Excerpts from a point labeling dataset
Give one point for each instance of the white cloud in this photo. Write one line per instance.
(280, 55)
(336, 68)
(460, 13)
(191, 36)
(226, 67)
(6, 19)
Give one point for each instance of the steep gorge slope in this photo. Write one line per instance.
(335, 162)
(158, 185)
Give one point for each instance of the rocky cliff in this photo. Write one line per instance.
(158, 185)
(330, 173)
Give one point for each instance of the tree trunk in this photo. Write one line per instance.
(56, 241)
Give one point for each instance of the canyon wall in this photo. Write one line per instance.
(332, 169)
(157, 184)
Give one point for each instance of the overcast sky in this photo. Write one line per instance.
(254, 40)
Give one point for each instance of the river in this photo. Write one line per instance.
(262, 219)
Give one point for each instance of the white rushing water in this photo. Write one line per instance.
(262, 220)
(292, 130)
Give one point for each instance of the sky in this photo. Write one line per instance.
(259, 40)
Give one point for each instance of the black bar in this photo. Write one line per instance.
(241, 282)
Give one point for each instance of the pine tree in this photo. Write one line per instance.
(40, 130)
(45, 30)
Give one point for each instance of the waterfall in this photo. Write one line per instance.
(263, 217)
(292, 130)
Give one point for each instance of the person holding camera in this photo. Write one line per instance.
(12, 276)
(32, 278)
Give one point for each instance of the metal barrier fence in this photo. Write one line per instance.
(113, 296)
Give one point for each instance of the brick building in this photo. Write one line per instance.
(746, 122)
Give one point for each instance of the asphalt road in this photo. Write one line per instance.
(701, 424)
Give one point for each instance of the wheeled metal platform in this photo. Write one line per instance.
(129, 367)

...

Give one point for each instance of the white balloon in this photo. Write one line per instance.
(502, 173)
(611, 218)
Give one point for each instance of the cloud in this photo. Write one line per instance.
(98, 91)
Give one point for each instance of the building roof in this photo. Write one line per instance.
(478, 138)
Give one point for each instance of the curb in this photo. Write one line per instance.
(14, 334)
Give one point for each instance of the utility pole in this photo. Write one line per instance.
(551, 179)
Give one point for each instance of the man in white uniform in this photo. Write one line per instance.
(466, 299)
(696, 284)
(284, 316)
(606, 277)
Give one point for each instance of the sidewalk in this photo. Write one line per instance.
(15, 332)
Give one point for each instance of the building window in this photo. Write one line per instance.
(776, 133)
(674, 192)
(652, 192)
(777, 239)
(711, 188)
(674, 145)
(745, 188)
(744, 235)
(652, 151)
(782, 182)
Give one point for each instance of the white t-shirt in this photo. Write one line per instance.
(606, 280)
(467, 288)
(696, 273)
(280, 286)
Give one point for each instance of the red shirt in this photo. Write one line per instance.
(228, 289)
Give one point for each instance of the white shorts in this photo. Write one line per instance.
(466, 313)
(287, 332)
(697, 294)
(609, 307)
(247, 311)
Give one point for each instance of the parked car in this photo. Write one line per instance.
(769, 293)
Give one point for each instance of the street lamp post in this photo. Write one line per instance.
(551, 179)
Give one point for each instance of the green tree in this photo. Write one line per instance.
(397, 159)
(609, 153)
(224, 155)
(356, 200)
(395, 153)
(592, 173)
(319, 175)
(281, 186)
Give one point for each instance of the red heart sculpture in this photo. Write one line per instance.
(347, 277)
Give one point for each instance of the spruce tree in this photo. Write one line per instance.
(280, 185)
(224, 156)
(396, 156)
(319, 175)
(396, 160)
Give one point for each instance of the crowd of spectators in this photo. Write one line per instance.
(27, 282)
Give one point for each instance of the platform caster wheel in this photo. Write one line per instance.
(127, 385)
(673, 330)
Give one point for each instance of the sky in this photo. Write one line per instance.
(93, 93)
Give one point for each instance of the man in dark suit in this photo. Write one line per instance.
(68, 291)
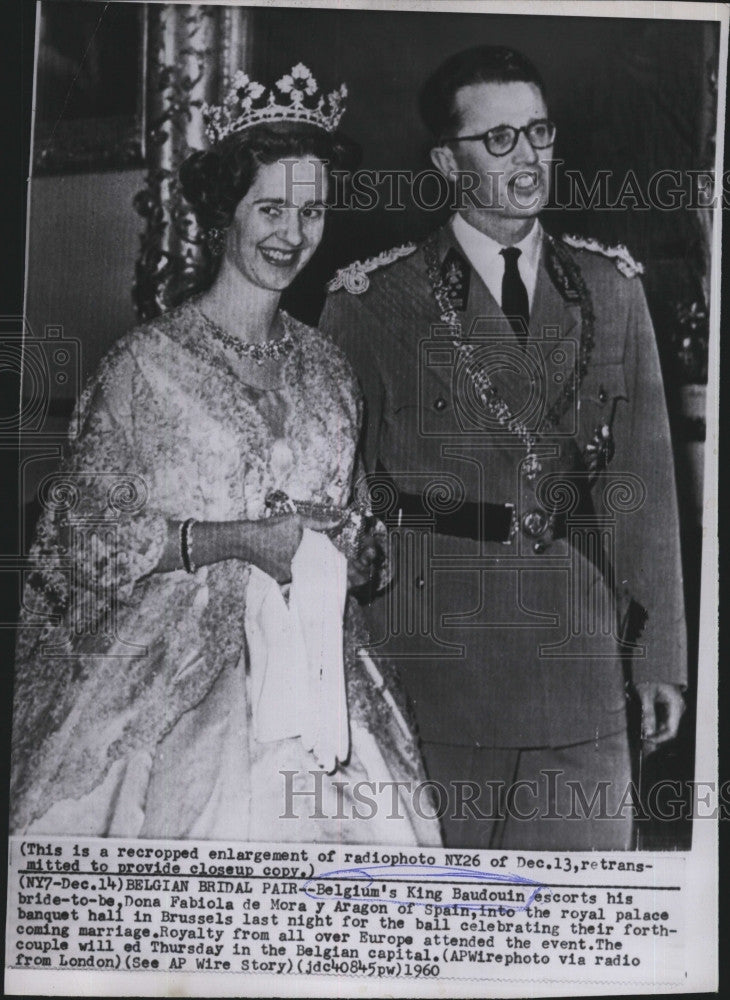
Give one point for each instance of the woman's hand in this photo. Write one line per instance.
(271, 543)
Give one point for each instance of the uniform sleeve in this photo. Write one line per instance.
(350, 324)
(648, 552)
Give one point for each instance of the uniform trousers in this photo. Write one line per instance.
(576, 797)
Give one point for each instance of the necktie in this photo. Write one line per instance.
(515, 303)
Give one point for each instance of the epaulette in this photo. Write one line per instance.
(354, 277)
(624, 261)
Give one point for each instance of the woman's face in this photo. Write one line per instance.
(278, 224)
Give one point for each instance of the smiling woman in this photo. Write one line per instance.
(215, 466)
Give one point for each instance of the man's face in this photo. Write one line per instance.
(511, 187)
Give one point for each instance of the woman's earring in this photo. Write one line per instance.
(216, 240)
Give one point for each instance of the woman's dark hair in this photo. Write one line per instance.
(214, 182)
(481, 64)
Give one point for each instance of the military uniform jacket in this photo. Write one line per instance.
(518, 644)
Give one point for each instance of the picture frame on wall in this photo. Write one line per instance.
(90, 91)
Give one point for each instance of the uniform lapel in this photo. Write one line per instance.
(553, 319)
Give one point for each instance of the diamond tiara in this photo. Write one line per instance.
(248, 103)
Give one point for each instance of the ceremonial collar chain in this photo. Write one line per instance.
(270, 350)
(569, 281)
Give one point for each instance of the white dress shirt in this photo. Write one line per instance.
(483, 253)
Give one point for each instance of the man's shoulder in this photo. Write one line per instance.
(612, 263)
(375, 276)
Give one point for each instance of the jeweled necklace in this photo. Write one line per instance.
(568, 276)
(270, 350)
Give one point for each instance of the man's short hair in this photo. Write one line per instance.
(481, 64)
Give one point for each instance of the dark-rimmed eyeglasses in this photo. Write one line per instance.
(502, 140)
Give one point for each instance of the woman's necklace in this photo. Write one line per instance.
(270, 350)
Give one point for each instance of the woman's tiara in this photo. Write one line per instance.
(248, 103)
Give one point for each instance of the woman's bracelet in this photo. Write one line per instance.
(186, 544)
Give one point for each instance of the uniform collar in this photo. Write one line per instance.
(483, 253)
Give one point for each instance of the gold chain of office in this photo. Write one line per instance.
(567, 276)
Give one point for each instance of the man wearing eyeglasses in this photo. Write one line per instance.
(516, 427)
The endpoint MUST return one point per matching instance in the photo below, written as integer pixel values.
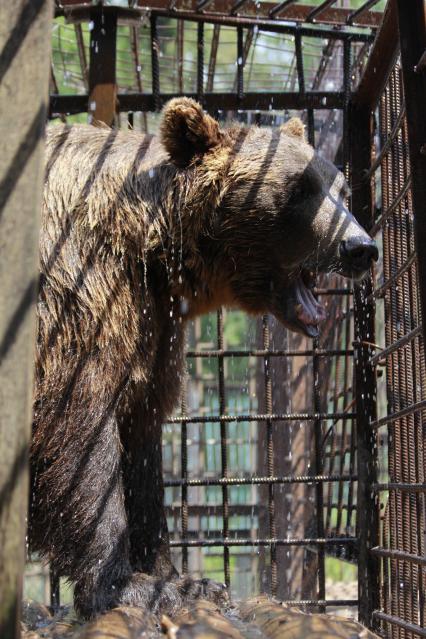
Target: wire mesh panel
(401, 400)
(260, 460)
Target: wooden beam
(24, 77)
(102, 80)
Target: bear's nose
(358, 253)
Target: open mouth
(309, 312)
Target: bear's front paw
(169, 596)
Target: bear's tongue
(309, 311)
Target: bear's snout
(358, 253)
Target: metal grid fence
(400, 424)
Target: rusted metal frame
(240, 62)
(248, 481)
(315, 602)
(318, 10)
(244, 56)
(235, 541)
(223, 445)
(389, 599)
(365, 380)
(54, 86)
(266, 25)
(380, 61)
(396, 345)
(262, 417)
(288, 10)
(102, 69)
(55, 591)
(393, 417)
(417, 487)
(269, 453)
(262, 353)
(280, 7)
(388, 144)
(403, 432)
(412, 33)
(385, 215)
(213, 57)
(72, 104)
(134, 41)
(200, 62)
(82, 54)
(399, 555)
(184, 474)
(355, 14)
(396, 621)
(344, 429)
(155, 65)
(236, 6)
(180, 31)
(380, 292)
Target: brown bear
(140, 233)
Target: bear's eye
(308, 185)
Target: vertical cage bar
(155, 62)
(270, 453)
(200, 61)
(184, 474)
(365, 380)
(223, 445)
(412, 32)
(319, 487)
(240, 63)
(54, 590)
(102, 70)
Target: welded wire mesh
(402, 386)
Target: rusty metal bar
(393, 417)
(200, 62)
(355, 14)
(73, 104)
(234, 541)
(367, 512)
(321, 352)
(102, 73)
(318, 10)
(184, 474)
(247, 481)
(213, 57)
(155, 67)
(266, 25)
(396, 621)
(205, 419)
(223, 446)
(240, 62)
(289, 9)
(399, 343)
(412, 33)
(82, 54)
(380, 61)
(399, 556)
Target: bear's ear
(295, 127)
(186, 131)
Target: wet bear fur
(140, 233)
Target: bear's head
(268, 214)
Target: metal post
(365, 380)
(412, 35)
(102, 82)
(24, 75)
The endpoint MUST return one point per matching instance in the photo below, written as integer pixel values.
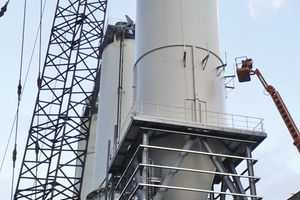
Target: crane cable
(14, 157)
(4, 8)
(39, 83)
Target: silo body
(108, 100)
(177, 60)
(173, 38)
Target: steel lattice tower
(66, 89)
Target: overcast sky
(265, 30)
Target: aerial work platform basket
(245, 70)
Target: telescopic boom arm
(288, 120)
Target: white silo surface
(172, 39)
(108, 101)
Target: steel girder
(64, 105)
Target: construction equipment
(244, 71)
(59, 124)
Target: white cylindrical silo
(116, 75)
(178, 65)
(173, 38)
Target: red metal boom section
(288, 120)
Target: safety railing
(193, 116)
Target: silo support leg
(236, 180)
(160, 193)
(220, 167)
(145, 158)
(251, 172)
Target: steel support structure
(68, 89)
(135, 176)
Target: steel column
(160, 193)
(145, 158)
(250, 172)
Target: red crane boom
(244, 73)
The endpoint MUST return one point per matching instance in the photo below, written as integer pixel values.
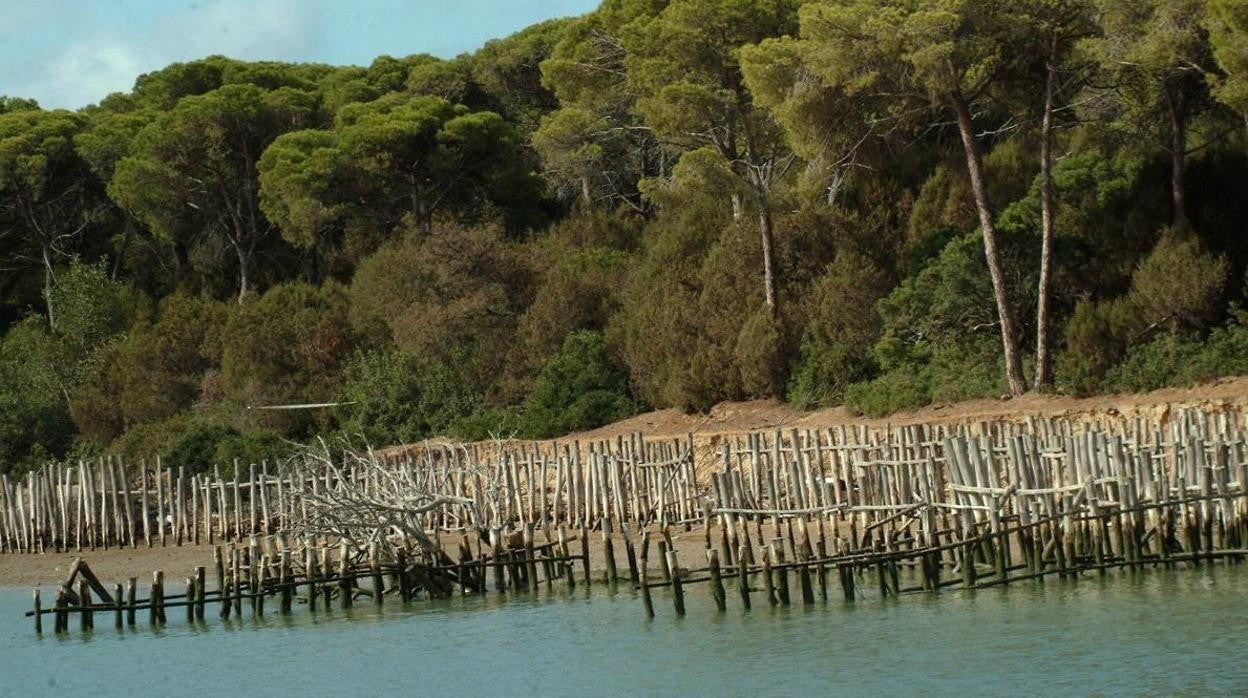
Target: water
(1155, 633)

WHAT TO PRODUCE -
Copy the lines word for word, starting at the line that contains "Target: telescopic boom arm" and ending after the line that contains "(1155, 633)". Omit the pictures from your copy.

FULL ANSWER -
Target: telescopic boom arm
(288, 120)
Target: white silo surface
(172, 39)
(108, 101)
Target: steel girder
(64, 105)
Target: construction equipment
(244, 71)
(59, 124)
Target: white cylindrical silo
(116, 75)
(178, 65)
(173, 38)
Target: red metal boom section
(288, 120)
Target: safety railing
(193, 116)
Target: silo support leg
(236, 180)
(160, 193)
(220, 167)
(145, 158)
(251, 172)
Target: steel support structure
(68, 89)
(135, 176)
Target: steel column
(160, 193)
(145, 158)
(250, 172)
Target: red crane boom
(244, 73)
The endpoint MUST return one point per matching instance in the photo below, written as integer pixel values.
Target: water
(1155, 633)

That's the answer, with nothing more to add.